TASK REQUIREMENTS
Repeat the listing that comes next, leaving nothing out and changing nothing.

RECORDS
-- Opening Marker --

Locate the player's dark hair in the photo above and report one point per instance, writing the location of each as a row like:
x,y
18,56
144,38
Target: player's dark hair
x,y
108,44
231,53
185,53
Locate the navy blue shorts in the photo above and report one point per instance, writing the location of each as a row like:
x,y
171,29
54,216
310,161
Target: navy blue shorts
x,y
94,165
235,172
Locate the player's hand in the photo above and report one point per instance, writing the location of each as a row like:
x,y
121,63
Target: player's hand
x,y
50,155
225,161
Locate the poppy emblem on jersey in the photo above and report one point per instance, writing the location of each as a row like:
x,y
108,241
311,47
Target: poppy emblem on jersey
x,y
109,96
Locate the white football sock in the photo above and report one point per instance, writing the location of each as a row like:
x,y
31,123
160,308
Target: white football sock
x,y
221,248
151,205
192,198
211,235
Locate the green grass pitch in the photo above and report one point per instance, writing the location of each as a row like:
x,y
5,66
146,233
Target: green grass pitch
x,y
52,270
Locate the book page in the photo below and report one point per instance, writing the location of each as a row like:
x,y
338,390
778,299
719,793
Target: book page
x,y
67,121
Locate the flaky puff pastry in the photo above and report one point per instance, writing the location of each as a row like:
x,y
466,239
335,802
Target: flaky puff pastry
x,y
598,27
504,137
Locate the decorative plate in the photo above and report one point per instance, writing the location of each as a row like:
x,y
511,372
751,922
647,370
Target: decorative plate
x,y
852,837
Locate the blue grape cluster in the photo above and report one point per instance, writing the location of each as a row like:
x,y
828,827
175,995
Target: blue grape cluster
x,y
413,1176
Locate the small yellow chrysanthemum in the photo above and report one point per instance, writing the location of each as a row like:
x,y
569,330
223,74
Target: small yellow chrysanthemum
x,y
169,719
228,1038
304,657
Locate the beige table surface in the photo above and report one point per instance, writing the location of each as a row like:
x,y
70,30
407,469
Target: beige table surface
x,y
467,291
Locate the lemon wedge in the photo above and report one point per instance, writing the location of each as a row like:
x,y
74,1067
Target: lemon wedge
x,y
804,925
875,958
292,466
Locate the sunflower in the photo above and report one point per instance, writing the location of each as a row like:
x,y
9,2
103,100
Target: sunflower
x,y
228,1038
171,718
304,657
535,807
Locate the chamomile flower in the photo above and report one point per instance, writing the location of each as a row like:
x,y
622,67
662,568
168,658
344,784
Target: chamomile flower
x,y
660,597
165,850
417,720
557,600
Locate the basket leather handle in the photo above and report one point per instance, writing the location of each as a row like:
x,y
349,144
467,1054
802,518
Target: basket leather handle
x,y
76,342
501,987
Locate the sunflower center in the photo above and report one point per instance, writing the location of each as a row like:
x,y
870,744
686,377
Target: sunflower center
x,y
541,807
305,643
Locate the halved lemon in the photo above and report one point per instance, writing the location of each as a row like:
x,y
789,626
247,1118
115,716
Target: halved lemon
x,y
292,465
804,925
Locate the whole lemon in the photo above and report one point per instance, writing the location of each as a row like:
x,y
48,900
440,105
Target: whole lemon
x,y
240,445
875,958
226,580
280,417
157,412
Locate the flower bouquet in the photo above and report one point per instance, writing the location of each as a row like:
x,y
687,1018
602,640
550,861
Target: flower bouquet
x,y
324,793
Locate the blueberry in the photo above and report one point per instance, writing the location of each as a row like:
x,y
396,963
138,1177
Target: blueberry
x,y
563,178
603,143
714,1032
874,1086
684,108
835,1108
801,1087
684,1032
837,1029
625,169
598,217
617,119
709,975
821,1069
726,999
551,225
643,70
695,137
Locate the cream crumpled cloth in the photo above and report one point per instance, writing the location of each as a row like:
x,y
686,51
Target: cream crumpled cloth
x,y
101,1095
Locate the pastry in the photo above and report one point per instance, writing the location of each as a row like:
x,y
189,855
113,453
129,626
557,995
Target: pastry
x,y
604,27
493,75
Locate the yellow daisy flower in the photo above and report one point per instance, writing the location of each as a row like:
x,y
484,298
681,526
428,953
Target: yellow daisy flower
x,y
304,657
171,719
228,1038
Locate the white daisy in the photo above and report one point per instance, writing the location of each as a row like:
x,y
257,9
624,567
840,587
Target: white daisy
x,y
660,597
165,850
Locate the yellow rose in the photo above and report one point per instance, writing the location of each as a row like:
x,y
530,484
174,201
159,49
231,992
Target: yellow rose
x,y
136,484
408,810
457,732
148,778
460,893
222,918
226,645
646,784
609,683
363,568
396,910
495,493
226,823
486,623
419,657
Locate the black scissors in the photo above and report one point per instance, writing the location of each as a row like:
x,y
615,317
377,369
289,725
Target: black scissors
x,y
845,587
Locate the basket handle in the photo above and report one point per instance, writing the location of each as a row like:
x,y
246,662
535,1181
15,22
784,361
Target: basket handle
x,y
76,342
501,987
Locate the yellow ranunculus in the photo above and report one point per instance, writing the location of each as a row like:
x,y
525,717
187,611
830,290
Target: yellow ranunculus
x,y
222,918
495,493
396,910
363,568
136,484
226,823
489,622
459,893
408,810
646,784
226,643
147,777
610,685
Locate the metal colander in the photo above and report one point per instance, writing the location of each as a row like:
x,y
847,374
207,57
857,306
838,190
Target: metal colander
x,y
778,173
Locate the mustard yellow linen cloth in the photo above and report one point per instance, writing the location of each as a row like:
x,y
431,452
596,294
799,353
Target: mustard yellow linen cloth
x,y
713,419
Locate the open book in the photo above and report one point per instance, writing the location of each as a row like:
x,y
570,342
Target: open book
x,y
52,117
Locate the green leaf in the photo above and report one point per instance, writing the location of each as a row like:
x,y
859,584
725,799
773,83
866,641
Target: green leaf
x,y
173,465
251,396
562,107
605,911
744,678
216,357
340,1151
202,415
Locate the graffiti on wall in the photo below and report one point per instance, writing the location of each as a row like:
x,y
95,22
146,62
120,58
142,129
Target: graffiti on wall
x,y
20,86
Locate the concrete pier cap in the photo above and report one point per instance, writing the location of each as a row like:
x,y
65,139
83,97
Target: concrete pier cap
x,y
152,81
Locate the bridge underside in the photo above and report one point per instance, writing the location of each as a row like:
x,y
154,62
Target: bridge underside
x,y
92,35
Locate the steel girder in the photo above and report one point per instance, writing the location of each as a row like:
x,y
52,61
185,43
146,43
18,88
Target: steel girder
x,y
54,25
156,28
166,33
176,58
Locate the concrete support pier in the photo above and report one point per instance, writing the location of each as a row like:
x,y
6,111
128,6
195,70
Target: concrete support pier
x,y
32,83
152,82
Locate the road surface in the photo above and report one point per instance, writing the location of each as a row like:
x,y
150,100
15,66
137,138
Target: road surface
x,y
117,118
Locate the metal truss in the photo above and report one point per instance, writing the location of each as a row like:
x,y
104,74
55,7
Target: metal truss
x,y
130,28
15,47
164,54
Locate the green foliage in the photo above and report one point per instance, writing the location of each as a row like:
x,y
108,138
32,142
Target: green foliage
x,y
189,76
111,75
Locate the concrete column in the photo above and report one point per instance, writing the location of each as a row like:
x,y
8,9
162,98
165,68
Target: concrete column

-- Closing Marker --

ANSWER AREA
Locate the player's dark hair in the photo above and report one point per instance, writing the location of each as a row like:
x,y
18,56
144,38
Target: player's dark hair
x,y
108,44
231,53
185,53
Locate the navy blue shorts in the photo above and report one point per instance, writing the location of each as a row like:
x,y
171,29
54,216
310,161
Target: navy blue shorts
x,y
94,165
235,172
Locate the player's hand in the photo above and report one point per instance, writing the location of each as a row like:
x,y
121,63
Target: player's hand
x,y
50,155
225,161
Locate the poppy emblem on jersey in the photo above and report one point per instance, writing the location of each as a row like:
x,y
108,241
311,47
Target: poppy emblem on jersey
x,y
109,96
Locate the white football sock in the photo above and report one point per instance, writing the location of each as a row like:
x,y
31,123
160,308
Target: white football sock
x,y
221,248
151,205
192,198
211,235
Locate the green grass pitch in the photo above and report one point per instance, writing the location of each as a row like:
x,y
5,66
146,233
Target: green grass pitch
x,y
52,270
Locate the book page in the photo below and report one point per instance, writing the location of each as a row like:
x,y
338,390
778,299
719,793
Target: book page
x,y
67,121
Locate the flaky puff pastry in the photo above and report one point per instance, writing the location of each as a row like:
x,y
466,239
335,802
Target: flaky puff pastry
x,y
598,27
504,137
Locate the decorative plate in the photo above and report one point per instance, writing the location of each as a row like:
x,y
511,372
751,922
647,370
Target: decorative plate
x,y
852,837
Locate the blue grape cluster in the photo above and report one point per instance, writing the location of each as a row like:
x,y
828,827
175,995
Target: blue grape cluster
x,y
413,1176
Locate the small yellow chrysanthemum in the photo above and report one point per instance, writing the location of each as a row like:
x,y
569,330
223,74
Target: small yellow chrysanthemum
x,y
169,719
228,1038
304,657
Locate the beige table surface in the photo above and report one point per instance, writing the location of each as a row like:
x,y
70,30
407,469
Target: beige table surface
x,y
467,291
Locate the lemon wedge in the photo above and report one point per instance, writing the location of each as a row like:
x,y
74,1067
Target: lemon wedge
x,y
804,925
875,958
292,466
Locate the sunflower in the photo above and report one point per instance, writing the location of each as a row like:
x,y
9,2
103,100
Target: sunflower
x,y
228,1038
171,718
304,657
535,807
Locate the chamomile flower in the photo above and report one point per instance, writing the location of each as a row like:
x,y
622,67
662,568
168,658
344,784
Target: chamomile flower
x,y
660,597
165,850
417,720
557,600
Locate the basket leather handle in the photo above and report one point per instance, writing the location of each as a row like:
x,y
349,144
467,1054
802,518
Target: basket leather handle
x,y
76,342
501,987
Locate the sunflower center in the photo above and report one point per instance, writing the location of each as a row like:
x,y
870,744
686,377
Target: sunflower center
x,y
541,807
305,643
Locate the halved lemon in the photo above and report one point per instance, writing the location of each as a row like:
x,y
789,626
247,1118
115,716
Target: halved lemon
x,y
292,465
804,925
Locate the whole lemon in the photo above and report one point per instance, writing the location of each as a row like:
x,y
48,900
440,105
Target: whole lemon
x,y
240,445
875,958
226,580
280,417
157,412
Locate the flower bouquet in the photo above and report one point per instance, writing the location of each as a row like:
x,y
687,1018
602,640
550,861
Target: flower bouquet
x,y
324,793
Locate the blueberry in the photo above and report one point per instance, writing the location of each as a row like:
x,y
396,963
138,1177
Target: blueberry
x,y
563,178
603,143
714,1032
874,1086
684,108
835,1108
801,1087
684,1032
837,1029
625,169
598,217
617,119
709,975
821,1069
726,999
551,225
643,70
695,137
Locate the cream crumpled cloth in the photo above and report one point per instance, writing the location of each as a row like:
x,y
686,51
Target: cream crumpled cloth
x,y
101,1095
Locate the pastry in the photo above and report one point per instance, writing the location of each as a row like:
x,y
189,855
113,453
129,626
557,995
Target: pastry
x,y
604,27
493,75
Locate the yellow daisy flower in the photo above and report one point per instance, writing the location of each as a row like:
x,y
484,298
681,526
428,953
Target: yellow daisy flower
x,y
304,657
171,719
228,1038
Locate the white daisy in the photo above and report one point per instance, writing the location of each as a row like:
x,y
257,9
624,567
840,587
Target: white daisy
x,y
660,597
165,850
Locate the yellow rose in the photo above and report one point per instance, writing the location of each as a row like:
x,y
530,484
174,201
159,49
231,992
Target: yellow rose
x,y
136,484
408,810
457,732
148,778
460,893
222,918
226,645
646,784
609,683
363,568
396,910
495,493
226,823
486,623
419,657
Locate the black scissors in the photo above and report one point per instance, writing the location of each as a row like:
x,y
615,317
377,369
289,725
Target: black scissors
x,y
845,587
Locate the basket handle in the photo above and report one point per instance, writing the location of each as a row like:
x,y
246,662
535,1181
15,22
784,361
Target: basket handle
x,y
76,342
501,987
Locate the yellow ranunculus in the photo above and report one point per instance, writing the location of each as a row like:
x,y
525,717
187,611
830,290
Target: yellow ranunculus
x,y
222,918
495,493
396,910
363,568
136,484
226,823
489,622
459,893
408,810
646,784
226,643
147,777
610,685
Locate the metal colander in the photo above and report one point per instance, writing the location of each as a row like:
x,y
847,374
207,57
857,306
838,190
Target: metal colander
x,y
778,173
Locate the mustard yellow linen cloth in the photo above and report one point per instance, writing the location of each as a row like:
x,y
431,452
596,294
799,353
Target: mustard yellow linen cloth
x,y
713,419
Locate the open book in the photo above and report one point per instance, writing the location of each as a row like:
x,y
570,342
Target: open book
x,y
52,117
Locate the green leaf in the photo above and report one point per instance, writing the location of each as a row like:
x,y
859,584
725,799
773,83
866,641
Target: green leaf
x,y
173,465
251,396
562,107
605,911
744,678
216,357
340,1151
202,415
Locate the graffiti on wall in the photo below and report one point per instance, writing the location of each as a row like:
x,y
95,22
146,62
120,58
142,129
Target: graffiti on wall
x,y
20,86
Locate the concrete pier cap in the photo above and report one point per instance, writing the location of each as a row like:
x,y
65,139
83,97
Target: concrete pier cap
x,y
152,81
Locate the bridge underside in the photo above and report one point per instance, writing the location of each as a row like:
x,y
154,62
Target: bridge underside
x,y
92,35
Locate the steel girder in the photo above and report one point per instance, writing the location of each as a row like:
x,y
52,61
185,43
146,43
18,88
Target: steel girder
x,y
54,25
156,28
166,33
176,58
Locate the concrete support pier in the photo above and report one point per instance, writing the location of each as a row like:
x,y
6,111
128,6
195,70
Target: concrete support pier
x,y
32,83
152,82
Locate the road surface in the photo above and report one point per instance, writing the location of each as a row like:
x,y
150,100
15,66
137,138
Target: road surface
x,y
117,118
Locate the metal truss in the photo above and report one point per instance, writing the location of each as a row like:
x,y
104,74
55,7
Target: metal truss
x,y
130,28
15,47
164,54
Locate the green foliage in the photo above and report one point per instance, writing the location of each as a row like:
x,y
108,138
32,142
Target: green foliage
x,y
189,76
111,75
Locate the concrete column in the photo above and report one point per instance, writing the location of each as a row like:
x,y
8,9
162,98
165,68
Target: concrete column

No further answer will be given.